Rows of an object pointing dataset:
=-=-=-=-=
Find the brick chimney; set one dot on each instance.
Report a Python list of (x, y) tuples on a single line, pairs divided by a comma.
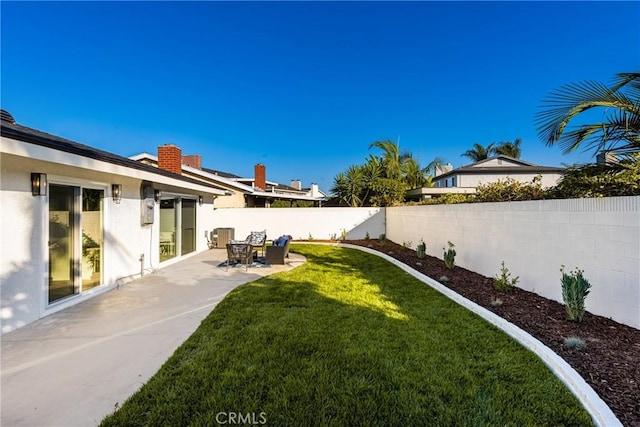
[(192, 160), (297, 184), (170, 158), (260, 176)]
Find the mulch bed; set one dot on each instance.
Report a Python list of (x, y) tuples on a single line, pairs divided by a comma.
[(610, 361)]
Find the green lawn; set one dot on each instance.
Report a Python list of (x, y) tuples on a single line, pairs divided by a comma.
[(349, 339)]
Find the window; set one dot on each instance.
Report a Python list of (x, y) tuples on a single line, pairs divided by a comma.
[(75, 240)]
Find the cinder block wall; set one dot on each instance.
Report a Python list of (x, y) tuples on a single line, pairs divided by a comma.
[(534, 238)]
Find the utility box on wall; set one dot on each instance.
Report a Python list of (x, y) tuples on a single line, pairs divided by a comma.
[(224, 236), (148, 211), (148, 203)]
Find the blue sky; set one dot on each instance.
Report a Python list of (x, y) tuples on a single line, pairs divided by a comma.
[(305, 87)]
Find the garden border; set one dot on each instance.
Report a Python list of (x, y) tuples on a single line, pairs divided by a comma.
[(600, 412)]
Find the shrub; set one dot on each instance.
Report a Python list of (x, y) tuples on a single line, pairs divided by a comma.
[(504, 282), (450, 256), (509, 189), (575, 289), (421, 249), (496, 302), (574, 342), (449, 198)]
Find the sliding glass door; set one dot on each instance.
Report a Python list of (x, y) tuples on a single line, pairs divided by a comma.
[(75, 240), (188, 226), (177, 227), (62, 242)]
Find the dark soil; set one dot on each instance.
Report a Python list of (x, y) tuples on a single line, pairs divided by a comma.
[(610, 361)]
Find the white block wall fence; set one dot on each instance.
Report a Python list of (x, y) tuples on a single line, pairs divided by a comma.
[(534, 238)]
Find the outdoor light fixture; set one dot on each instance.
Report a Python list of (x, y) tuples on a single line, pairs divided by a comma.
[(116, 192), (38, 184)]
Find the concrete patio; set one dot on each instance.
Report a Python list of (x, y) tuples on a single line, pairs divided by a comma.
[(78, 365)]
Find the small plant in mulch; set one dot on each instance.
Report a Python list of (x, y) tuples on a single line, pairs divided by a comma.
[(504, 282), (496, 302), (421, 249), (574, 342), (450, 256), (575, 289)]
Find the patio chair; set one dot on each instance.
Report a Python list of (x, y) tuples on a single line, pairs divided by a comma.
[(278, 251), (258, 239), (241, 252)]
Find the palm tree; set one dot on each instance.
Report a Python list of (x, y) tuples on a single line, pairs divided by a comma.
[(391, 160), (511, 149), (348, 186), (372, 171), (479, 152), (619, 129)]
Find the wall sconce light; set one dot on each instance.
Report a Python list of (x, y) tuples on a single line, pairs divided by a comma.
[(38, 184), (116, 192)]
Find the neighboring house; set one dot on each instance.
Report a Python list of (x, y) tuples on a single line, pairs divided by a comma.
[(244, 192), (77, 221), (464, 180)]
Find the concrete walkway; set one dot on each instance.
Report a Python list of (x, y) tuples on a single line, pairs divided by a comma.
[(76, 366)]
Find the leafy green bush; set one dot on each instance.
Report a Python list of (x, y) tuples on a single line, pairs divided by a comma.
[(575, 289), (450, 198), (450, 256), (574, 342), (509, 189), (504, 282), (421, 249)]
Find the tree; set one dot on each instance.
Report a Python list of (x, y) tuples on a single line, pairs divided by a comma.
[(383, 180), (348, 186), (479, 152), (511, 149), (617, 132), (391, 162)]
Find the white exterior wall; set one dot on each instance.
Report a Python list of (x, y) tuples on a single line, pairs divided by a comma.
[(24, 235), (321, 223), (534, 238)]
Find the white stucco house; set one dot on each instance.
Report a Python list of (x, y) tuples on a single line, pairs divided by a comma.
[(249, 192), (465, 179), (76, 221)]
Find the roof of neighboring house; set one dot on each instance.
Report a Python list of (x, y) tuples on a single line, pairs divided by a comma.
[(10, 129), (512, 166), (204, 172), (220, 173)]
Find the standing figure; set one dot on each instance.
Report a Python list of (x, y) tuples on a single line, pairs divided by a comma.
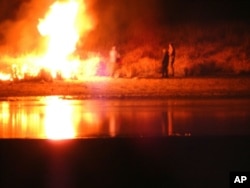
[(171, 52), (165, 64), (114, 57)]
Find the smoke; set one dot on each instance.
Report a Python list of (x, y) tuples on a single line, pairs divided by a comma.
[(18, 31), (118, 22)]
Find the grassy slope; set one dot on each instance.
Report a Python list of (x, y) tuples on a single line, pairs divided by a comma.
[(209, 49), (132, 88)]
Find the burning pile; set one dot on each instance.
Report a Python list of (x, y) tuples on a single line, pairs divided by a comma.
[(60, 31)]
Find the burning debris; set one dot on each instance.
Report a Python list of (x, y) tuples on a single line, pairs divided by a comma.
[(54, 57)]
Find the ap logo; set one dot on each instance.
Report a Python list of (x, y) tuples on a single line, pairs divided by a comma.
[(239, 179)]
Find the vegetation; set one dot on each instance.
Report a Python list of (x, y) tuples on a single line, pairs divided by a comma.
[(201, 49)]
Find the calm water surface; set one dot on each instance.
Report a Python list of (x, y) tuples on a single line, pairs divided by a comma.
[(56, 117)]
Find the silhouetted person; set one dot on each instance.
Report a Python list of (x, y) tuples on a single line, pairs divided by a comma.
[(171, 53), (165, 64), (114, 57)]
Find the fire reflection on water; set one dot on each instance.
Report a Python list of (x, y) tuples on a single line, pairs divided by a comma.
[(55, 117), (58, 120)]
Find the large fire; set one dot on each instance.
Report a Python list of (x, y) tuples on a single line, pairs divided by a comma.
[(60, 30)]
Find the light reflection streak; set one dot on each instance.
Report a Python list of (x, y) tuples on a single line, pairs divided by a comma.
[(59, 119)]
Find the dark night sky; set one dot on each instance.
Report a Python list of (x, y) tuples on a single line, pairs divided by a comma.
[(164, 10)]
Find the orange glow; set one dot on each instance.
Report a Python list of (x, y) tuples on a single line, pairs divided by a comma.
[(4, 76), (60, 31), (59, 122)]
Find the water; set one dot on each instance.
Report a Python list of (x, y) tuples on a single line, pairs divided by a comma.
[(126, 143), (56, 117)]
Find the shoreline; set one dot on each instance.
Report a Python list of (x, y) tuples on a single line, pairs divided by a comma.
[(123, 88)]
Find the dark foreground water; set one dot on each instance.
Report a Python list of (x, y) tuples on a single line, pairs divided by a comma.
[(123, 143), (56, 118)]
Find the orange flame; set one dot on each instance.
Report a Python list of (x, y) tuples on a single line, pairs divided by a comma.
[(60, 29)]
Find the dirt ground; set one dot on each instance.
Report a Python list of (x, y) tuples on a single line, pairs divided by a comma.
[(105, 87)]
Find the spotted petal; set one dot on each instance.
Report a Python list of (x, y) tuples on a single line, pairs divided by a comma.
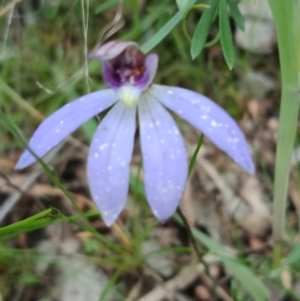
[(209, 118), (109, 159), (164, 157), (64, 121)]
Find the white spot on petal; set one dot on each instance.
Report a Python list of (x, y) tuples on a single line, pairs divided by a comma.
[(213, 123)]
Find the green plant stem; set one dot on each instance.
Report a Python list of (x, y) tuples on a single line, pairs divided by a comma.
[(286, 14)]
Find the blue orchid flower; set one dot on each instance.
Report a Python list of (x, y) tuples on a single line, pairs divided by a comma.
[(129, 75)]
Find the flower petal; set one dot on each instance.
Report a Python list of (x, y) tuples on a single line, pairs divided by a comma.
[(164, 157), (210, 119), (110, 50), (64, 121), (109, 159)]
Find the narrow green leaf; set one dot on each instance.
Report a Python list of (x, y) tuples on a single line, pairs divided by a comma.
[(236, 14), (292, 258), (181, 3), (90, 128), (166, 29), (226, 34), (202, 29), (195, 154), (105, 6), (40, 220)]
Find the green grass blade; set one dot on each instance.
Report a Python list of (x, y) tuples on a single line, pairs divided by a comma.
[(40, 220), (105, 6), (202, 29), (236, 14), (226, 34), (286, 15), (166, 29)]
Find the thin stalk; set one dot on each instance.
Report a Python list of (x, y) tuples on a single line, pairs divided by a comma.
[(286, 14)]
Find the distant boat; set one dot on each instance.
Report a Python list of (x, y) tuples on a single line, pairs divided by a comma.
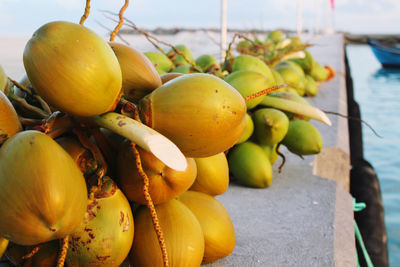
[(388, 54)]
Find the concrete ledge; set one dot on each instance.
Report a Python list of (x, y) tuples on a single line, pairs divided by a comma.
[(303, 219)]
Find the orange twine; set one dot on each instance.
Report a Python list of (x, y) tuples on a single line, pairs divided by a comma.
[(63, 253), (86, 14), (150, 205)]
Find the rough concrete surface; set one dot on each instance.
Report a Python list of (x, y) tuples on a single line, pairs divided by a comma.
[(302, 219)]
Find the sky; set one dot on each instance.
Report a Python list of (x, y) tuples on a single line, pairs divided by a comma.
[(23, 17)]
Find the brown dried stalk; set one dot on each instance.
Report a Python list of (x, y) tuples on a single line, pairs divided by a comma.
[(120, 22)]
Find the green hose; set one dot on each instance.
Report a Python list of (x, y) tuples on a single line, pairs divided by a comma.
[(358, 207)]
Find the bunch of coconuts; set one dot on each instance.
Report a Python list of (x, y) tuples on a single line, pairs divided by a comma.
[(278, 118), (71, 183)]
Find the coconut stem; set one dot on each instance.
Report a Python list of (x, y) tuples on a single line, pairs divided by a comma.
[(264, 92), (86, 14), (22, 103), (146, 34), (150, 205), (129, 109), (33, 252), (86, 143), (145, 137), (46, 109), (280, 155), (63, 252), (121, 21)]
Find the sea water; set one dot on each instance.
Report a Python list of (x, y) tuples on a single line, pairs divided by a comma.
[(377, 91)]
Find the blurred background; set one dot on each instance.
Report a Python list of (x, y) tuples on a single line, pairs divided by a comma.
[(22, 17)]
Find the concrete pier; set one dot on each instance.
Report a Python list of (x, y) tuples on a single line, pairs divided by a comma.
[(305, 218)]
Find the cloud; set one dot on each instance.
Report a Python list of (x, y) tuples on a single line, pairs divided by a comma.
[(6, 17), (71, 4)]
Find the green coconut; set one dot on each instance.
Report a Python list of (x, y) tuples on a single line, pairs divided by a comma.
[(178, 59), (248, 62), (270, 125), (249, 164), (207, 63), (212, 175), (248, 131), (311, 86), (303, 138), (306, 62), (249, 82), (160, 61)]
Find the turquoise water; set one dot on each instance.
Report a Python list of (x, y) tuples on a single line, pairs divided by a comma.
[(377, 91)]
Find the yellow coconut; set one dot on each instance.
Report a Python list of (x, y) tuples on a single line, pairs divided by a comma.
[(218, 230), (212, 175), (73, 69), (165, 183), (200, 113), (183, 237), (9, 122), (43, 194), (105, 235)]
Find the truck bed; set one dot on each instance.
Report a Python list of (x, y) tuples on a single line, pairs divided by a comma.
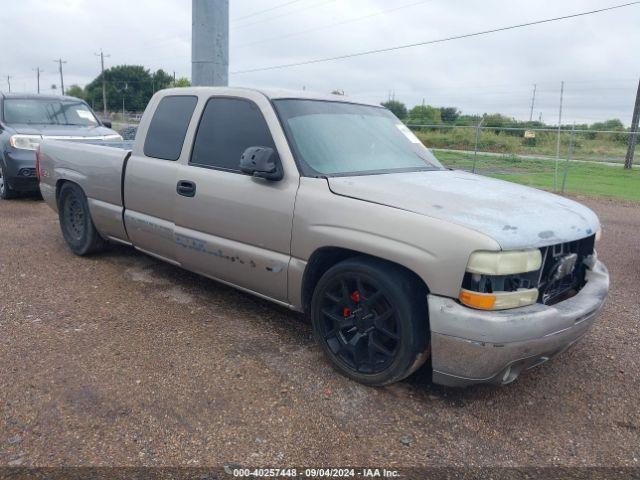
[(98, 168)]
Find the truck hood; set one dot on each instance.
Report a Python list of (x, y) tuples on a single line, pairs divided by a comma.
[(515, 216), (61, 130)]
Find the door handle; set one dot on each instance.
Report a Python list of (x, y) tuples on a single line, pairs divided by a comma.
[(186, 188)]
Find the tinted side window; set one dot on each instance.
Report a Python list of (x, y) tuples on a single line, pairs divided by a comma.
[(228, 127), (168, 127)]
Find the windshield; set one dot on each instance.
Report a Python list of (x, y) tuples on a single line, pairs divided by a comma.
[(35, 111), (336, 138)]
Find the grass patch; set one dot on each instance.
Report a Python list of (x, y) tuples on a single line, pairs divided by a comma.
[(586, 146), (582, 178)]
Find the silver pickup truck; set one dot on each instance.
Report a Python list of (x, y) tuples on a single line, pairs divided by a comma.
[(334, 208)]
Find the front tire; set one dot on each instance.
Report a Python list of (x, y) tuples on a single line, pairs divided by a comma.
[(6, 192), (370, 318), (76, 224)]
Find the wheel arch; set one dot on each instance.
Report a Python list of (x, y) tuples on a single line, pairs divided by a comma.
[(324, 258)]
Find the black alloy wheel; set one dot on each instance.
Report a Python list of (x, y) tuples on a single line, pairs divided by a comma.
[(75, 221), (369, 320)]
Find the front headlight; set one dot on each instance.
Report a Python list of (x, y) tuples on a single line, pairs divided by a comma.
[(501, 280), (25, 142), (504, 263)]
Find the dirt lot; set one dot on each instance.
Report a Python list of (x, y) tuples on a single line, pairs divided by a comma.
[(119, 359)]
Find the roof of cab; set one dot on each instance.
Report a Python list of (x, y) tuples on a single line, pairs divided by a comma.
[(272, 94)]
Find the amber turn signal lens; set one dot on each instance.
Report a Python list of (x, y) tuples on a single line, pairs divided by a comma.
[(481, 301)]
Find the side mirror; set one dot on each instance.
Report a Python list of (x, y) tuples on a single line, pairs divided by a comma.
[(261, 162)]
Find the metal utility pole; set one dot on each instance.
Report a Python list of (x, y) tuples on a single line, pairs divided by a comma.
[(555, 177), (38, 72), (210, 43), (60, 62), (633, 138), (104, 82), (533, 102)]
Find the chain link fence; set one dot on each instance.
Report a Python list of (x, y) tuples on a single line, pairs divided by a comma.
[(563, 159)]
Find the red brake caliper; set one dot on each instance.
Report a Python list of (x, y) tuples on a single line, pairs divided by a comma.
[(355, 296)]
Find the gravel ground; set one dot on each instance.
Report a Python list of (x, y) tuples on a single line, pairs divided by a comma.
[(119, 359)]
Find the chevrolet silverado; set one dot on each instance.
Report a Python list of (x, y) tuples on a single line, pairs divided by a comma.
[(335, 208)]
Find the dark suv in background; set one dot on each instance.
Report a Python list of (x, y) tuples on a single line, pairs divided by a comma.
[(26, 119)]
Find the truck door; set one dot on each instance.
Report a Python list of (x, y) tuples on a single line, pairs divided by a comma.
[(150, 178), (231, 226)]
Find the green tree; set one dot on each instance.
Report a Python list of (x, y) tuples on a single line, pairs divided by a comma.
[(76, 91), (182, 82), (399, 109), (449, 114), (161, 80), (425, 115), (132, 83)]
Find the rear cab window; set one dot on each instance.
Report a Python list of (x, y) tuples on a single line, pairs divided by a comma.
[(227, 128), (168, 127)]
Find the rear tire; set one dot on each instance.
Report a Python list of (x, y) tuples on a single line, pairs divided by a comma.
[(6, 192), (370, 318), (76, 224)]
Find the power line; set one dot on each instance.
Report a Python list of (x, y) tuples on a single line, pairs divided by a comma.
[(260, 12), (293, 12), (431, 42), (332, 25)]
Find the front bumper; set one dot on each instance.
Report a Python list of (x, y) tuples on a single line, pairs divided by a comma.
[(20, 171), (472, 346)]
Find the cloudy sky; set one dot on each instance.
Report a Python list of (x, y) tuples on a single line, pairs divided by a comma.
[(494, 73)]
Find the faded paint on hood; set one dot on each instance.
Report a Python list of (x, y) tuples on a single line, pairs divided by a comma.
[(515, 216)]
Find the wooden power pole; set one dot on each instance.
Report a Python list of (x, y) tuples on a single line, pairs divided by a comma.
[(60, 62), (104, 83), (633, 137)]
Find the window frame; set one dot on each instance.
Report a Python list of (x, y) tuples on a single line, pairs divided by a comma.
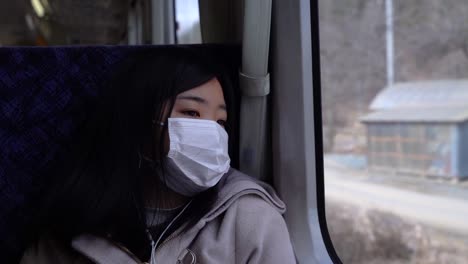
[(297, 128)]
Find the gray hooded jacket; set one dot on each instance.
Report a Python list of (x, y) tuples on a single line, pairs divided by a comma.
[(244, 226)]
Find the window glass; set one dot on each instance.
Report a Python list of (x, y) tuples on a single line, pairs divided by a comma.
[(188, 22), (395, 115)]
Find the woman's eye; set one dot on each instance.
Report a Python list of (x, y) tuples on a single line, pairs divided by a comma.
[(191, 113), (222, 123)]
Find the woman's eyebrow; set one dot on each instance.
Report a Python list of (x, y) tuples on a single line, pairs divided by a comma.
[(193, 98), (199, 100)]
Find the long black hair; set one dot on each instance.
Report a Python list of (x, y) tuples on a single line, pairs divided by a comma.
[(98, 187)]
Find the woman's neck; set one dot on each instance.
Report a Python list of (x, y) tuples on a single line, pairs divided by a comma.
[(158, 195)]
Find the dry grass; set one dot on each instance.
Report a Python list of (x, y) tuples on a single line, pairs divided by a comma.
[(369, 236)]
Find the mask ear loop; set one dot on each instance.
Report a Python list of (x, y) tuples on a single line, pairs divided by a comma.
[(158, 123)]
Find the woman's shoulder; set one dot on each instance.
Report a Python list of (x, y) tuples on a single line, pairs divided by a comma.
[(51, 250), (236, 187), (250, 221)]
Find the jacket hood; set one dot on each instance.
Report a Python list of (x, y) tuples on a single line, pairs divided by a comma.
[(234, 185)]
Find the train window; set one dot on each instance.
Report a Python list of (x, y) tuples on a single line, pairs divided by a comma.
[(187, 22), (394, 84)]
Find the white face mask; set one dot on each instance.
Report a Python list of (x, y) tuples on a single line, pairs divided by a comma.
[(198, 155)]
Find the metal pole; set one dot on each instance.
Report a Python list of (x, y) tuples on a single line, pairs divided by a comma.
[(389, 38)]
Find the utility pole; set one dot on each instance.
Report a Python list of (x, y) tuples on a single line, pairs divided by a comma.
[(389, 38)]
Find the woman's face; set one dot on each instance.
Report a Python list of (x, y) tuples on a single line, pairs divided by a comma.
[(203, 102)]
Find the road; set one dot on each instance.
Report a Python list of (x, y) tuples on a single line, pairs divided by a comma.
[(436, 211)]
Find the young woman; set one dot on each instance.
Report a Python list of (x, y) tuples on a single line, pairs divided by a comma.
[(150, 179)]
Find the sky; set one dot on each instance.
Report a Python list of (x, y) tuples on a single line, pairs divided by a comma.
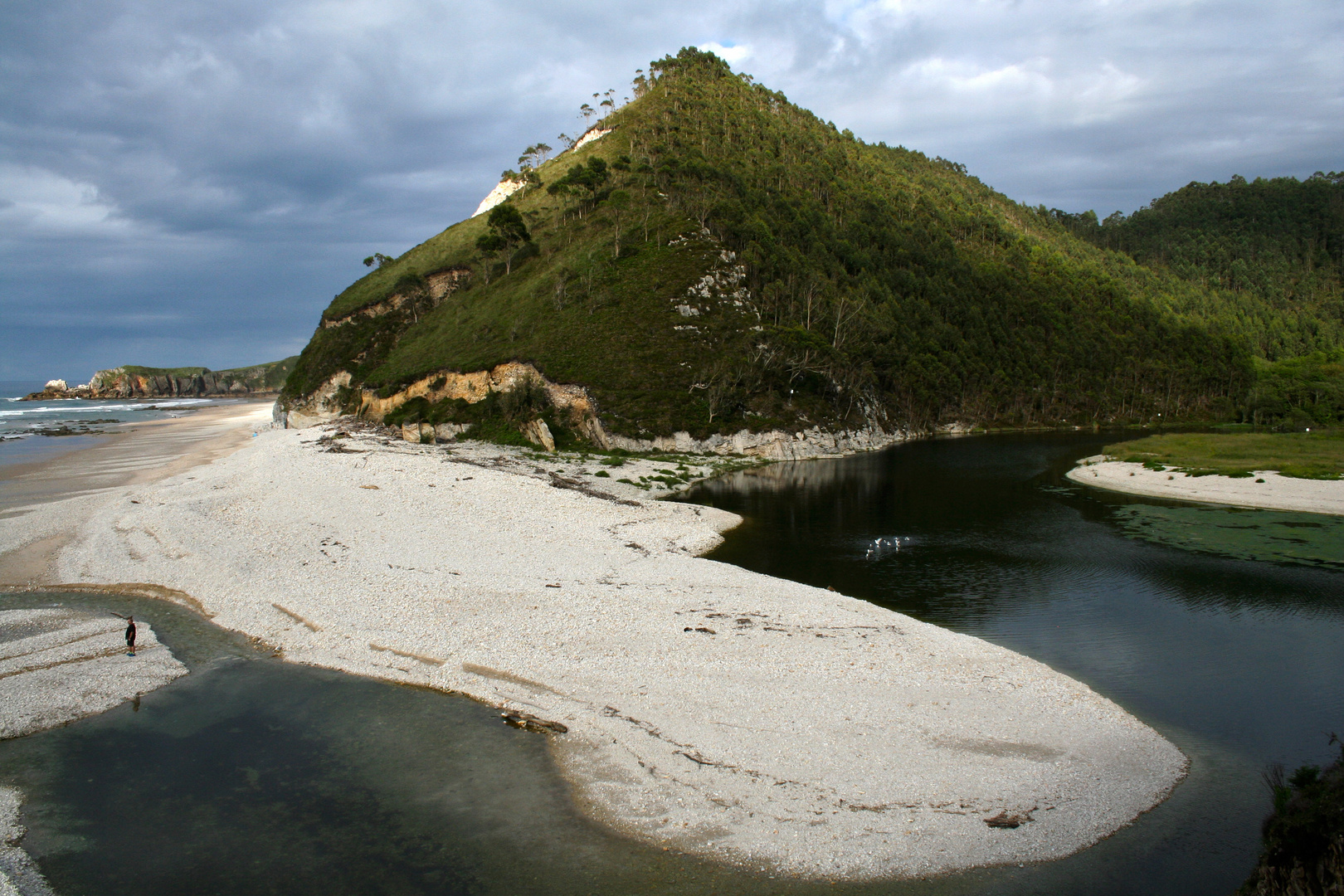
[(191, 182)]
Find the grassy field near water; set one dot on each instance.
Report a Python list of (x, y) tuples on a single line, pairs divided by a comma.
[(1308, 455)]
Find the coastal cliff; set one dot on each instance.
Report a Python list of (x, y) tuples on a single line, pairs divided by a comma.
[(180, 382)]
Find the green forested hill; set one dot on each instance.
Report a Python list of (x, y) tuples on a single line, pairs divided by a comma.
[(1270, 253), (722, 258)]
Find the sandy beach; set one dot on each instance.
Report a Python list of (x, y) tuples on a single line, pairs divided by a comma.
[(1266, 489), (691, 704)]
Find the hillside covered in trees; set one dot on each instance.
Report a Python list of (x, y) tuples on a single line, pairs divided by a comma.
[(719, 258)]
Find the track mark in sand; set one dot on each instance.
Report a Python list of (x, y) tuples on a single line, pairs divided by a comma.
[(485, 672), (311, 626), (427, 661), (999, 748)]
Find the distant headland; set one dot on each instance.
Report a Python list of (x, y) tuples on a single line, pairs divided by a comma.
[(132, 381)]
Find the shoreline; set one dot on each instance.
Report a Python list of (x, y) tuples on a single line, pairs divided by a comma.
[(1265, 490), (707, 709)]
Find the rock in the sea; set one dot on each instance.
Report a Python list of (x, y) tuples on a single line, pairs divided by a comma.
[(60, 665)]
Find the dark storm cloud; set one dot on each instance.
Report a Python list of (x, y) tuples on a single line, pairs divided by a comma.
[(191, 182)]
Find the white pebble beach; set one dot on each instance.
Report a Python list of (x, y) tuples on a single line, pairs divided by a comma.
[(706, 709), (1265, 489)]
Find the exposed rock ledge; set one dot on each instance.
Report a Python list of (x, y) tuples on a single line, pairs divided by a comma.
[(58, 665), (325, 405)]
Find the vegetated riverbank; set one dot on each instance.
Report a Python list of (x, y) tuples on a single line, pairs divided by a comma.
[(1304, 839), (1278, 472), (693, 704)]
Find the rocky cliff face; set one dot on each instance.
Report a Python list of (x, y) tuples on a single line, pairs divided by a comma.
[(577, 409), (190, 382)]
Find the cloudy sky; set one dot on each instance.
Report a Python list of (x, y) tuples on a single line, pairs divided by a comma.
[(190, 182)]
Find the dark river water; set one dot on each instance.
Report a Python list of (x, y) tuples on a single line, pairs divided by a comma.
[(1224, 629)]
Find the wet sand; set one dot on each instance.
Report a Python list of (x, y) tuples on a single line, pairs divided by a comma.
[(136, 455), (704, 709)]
=-=-=-=-=
EXERCISE DESCRIPTION ▸
Copy word for word the lines of the data above, starting with the line that contains "Find the cloud; set one dot on each instance." and going through the line that contains "[(6, 17), (71, 4)]", including both.

RIGHT ANSWER ▸
Find the cloud; set one dot on each instance.
Report a Python list of (x, y) tuples on a single line, pairs divided by a comma.
[(6, 17), (71, 4)]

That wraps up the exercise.